■ WHAT IS ASKED:
Express every line of the listing below as a JSON array of strings, one string per line, with blank lines left out. Leave the pictures out of the answer.

■ RECORDS TO PROCESS:
• • • • •

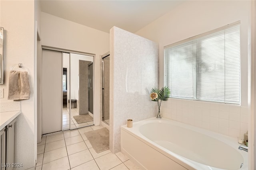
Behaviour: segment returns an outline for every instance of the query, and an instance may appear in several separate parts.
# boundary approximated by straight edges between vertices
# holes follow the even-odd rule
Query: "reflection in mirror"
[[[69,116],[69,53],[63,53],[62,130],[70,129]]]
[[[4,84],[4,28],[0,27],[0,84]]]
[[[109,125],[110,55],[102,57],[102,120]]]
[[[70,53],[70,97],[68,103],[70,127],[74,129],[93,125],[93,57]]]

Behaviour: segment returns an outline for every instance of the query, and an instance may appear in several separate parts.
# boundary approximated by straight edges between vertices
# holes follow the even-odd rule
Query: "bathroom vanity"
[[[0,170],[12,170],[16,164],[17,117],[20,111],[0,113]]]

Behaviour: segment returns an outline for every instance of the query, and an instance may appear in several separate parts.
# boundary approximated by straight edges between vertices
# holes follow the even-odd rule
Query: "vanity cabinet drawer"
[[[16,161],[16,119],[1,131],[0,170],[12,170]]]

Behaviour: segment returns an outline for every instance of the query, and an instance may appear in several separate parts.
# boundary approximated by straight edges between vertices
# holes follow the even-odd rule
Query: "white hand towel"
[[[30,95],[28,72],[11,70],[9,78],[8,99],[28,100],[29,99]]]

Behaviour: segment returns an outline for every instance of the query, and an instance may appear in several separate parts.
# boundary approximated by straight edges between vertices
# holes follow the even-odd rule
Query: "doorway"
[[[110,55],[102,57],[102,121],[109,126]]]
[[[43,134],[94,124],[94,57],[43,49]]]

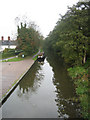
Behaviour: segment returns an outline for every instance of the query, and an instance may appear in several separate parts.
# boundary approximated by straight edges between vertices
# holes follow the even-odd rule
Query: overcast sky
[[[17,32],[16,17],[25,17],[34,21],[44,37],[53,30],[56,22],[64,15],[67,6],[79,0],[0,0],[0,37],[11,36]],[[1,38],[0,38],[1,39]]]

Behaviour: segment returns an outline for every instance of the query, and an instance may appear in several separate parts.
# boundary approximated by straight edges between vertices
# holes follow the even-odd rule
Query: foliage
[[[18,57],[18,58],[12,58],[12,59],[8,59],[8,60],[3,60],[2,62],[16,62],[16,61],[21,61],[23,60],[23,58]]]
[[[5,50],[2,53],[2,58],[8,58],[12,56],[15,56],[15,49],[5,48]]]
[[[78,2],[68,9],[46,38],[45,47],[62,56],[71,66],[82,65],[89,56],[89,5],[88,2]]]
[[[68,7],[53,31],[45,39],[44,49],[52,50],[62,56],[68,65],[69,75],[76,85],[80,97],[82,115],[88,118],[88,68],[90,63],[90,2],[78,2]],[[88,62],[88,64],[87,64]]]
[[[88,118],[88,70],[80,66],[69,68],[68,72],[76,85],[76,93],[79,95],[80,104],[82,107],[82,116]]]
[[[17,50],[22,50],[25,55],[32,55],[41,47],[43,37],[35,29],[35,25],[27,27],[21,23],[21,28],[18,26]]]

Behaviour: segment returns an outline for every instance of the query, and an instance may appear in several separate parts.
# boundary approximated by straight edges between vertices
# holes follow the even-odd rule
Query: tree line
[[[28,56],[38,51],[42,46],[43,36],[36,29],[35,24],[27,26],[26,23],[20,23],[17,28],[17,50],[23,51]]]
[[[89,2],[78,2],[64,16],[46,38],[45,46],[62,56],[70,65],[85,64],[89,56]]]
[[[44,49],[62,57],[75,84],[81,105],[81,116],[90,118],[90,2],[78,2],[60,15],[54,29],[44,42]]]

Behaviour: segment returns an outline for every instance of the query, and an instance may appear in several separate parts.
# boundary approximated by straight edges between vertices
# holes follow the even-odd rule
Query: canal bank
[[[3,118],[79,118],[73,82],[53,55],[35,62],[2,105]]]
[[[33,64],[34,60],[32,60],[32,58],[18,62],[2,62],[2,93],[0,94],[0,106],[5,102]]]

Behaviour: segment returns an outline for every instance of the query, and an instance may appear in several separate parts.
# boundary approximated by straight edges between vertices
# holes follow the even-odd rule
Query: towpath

• • • • •

■ EXERCISE RESPONSE:
[
  "Behaviour: segment returns an outline for every instance of the query, and an instance may appear in several separate parts.",
  "# boundary approximated by straight edges between vertices",
  "# holes follow the even-odd rule",
  "Query: \"reflection in mirror\"",
  "[[[69,116],[69,53],[63,53],[62,130],[70,129]]]",
  "[[[4,84],[4,28],[0,27],[0,84]]]",
  "[[[109,125],[110,55],[102,57],[102,120]]]",
  "[[[70,53],[70,97],[68,103],[70,127],[74,129],[93,125],[93,57]]]",
  "Behaviour: segment returns an outline for every instance of the query, and an instance may appear in several separate parts.",
  "# boundary approximated by straight edges between vertices",
  "# holes follow the even-odd rule",
  "Query: \"bathroom vanity\"",
  "[[[0,170],[12,170],[16,164],[17,117],[20,111],[0,113]]]",
  "Behaviour: segment returns an outline for every instance of the query, and an instance may appear in several separate parts.",
  "# boundary approximated by straight edges between vertices",
  "# holes follow the even-odd rule",
  "Query: \"vanity cabinet drawer\"",
  "[[[16,161],[16,119],[1,131],[0,170],[12,170]]]",
  "Behaviour: segment returns an outline for every instance of the query, and an instance may appear in several separate parts.",
  "# boundary approximated by straight edges between vertices",
  "# holes follow the even-odd rule",
  "Query: \"white hand towel\"",
  "[[[30,95],[28,72],[11,70],[9,78],[8,99],[28,100],[29,99]]]",
  "Behaviour: segment returns an outline for every instance of the query, and an instance may appear in several separate parts.",
  "# boundary approximated by straight edges between vertices",
  "# holes follow the even-odd rule",
  "Query: \"doorway\"",
  "[[[110,55],[102,57],[102,121],[109,126]]]",
  "[[[43,134],[94,124],[94,57],[43,49]]]",
  "Behaviour: segment returns an outline for every instance of the query, and an instance may appear in several separate parts.",
  "# boundary approximated by straight edges between vertices",
  "# holes follow the even-odd rule",
  "Query: overcast sky",
  "[[[17,32],[16,17],[25,17],[34,21],[44,37],[53,30],[56,22],[64,15],[67,6],[79,0],[0,0],[0,37],[11,36]],[[1,38],[0,38],[1,39]]]",
  "Behaviour: segment returns an outline for every instance of the query, and an instance may appear in several separate parts.",
  "# boundary approximated by straight edges between vertices",
  "# holes follow the even-odd rule",
  "Query: foliage",
  "[[[18,57],[18,58],[12,58],[12,59],[8,59],[8,60],[3,60],[2,62],[16,62],[16,61],[21,61],[23,60],[23,58]]]",
  "[[[5,50],[2,53],[2,58],[8,58],[12,56],[15,56],[15,49],[5,48]]]",
  "[[[78,2],[68,9],[46,38],[45,47],[62,56],[71,66],[82,65],[89,56],[89,5],[88,2]]]",
  "[[[68,7],[53,31],[45,39],[44,49],[52,50],[62,56],[68,65],[69,75],[76,85],[80,97],[82,115],[88,118],[88,68],[90,63],[90,2],[78,2]],[[88,62],[88,64],[87,64]]]",
  "[[[88,118],[88,70],[80,66],[69,68],[68,72],[76,85],[76,93],[79,95],[80,104],[82,107],[82,116]]]",
  "[[[17,50],[22,50],[25,55],[32,55],[41,47],[43,37],[35,29],[35,25],[27,27],[21,23],[21,28],[18,26]]]",
  "Behaviour: segment returns an outline for every instance of the query, and an instance may appear in several separate parts.",
  "# boundary approximated by straight edges between vertices",
  "# holes follow the even-odd rule",
  "Query: tree line",
  "[[[28,56],[38,51],[42,46],[43,36],[36,29],[35,24],[27,26],[26,23],[20,23],[17,28],[17,50],[23,51]]]",
  "[[[89,2],[78,2],[64,16],[46,38],[45,46],[62,56],[70,65],[85,64],[89,56]]]",
  "[[[44,49],[62,57],[75,84],[81,105],[81,116],[90,118],[90,2],[78,2],[60,15],[54,29],[44,42]]]",
  "Behaviour: segment returns an outline for every instance of the query, and an instance may appear in several separate parts.",
  "# boundary approximated by straight edges between vertices",
  "# holes follow the even-odd rule",
  "Query: canal bank",
  "[[[3,118],[79,118],[73,82],[53,55],[35,62],[2,105]]]",
  "[[[33,64],[34,60],[32,60],[32,58],[18,62],[2,62],[2,93],[0,94],[0,106],[5,102]]]",
  "Behaviour: segment returns an outline for every instance of the query, and an instance may appear in several separate parts.",
  "# boundary approximated by straight edges between vertices",
  "# holes follow the even-odd rule",
  "Query: towpath"
]